Wednesday, September 30, 2009

Hundred die in Indonesia quake

Hundred die in Indonesia quake

A POWERFUL earthquake has rocked western Indonesia, killing 100-200 people and trapping thousands under collapsed buildings – including two hospitals – and triggering landslides.
The death toll is expected to climb sharply after the magnitude 7.6 quake struck at 5:15pm local time yesterday, just off the coast of Padang city on the island of Sumatra.

When the quake struck, the ground was shaking so hard that people had to sit down in the streets to avoid falling over. Children screamed as residents tried to put out fires started in the quake. Thousands fled the coast, fearing a tsunami.

It came a day after a quake in the South Pacific hurled a massive tsunami at the shores of Samoa and American Samoa.

The epicentre of the earthquake off Indonesia was several thousand miles to the west. A tsunami warning for countries around the Indian Ocean was issued, and panicked residents fled to higher ground fearing giant waves. The warning was lifted about an hour later.

Initial reports said 75 people died, but the real number is "definitely higher than that", vice-president Jusuf Kalla said in the capital, Jakarta. "It's hard to tell because there is heavy rain and a blackout." The figure soon hit at least 100 confirmed dead.

Rustam Pakaya, head of the health ministry's crisis centre, said: "Thousands of people are trapped under the collapsed houses." A field hospital was being readied and medical teams were on their way from neighbouring provinces. An official at the Meteorology and Geophysics Agency in Jakarta said: "Many buildings are badly damaged, including hotels and mosques."

Footage from Padang showed flattened buildings, one with a foot sticking out from beneath the debris.

"The earthquake was very strong," said Kasmiati, who lives on the coast near to the epicentre. "People ran to high ground. Houses and buildings were badly damaged. I was outside, so I am safe, but my children at home were injured…" At that point, her mobile phone went dead. Reports said landslides had cut all roads to Padang. Power was also hit.

"I want to know what happened to my sister and her husband," said Fitra Jaya, who owns a house in Padang and was in Jakarta when the quake struck. "I tried to call my family there, but I could not reach anyone at all."

• A 6.3 quake struck in southeastern Peru last night, near Bolivia's capital of La Paz, the US Geological Survey reported. It said the quake, fairly deep at 160.3 miles, occurred about 100 miles north-west of La Paz. There were no immediate reports of injuries.

ECHOES OF BOXING DAY 2004

YESTERDAY'S earthquake was along the same fault line that produced the massive 2004 Asian tsunami that killed more than 230,000 people in a dozen countries.

Here, the India plate, which is drifting northwards at a rate of 6cm per year, slides under the Burma plate, creating a fault line where compressed energy builds up.

On 26 December 2004, the sudden release of this energy ripped open the ocean floor for 1,600km northwards from near Aceh, the northernmost province of Sumatra.

The ensuing earthquake, reaching a magnitude of 9.1 to 9.3 and lasting for eight to ten minutes, was one of the largest ever recorded.

Indonesia's health minister, Siti Fadilah Supari, told MetroTV that yesterday's earthquake caused a mall and two hospitals to collapse in Padang, a low-lying city in Western Sumatra with a population of about 900,000. Geologists had earlier warned that the city was vulnerable.

"This is a high-scale disaster, more powerful than the earthquake in Yogyakarta in 2006 when more than 3,000 died," the minister said, referring to a major city on the main island of Java.

Padang has been badly hit before, by an 8.4 magnitude quake in September 2007, when dozens of people died and several large buildings collapsed.

———

Your task: Reproduce verbatim the passage of the earthquake report that begins with the words "It came a day" and ends with "100 confirmed dead.". The records play no part in this work.

———

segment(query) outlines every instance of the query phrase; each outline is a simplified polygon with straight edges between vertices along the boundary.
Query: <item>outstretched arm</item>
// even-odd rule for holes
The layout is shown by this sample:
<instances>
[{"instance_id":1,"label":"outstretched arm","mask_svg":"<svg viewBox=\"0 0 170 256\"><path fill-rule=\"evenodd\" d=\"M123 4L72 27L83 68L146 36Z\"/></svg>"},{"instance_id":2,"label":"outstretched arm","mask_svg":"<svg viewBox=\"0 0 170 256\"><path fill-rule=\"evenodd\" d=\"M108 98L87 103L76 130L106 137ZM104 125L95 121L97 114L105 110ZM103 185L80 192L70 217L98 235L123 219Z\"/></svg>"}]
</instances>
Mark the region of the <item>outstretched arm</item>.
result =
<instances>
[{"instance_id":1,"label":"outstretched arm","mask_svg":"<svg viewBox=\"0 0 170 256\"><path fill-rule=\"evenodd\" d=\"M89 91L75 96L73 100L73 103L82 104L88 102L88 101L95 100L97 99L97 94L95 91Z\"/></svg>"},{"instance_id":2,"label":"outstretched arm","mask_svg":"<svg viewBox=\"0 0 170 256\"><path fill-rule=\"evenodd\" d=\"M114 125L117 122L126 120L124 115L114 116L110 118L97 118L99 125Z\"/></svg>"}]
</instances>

———

Answer box:
It came a day after a quake in the South Pacific hurled a massive tsunami at the shores of Samoa and American Samoa.

The epicentre of the earthquake off Indonesia was several thousand miles to the west. A tsunami warning for countries around the Indian Ocean was issued, and panicked residents fled to higher ground fearing giant waves. The warning was lifted about an hour later.

Initial reports said 75 people died, but the real number is "definitely higher than that", vice-president Jusuf Kalla said in the capital, Jakarta. "It's hard to tell because there is heavy rain and a blackout." The figure soon hit at least 100 confirmed dead.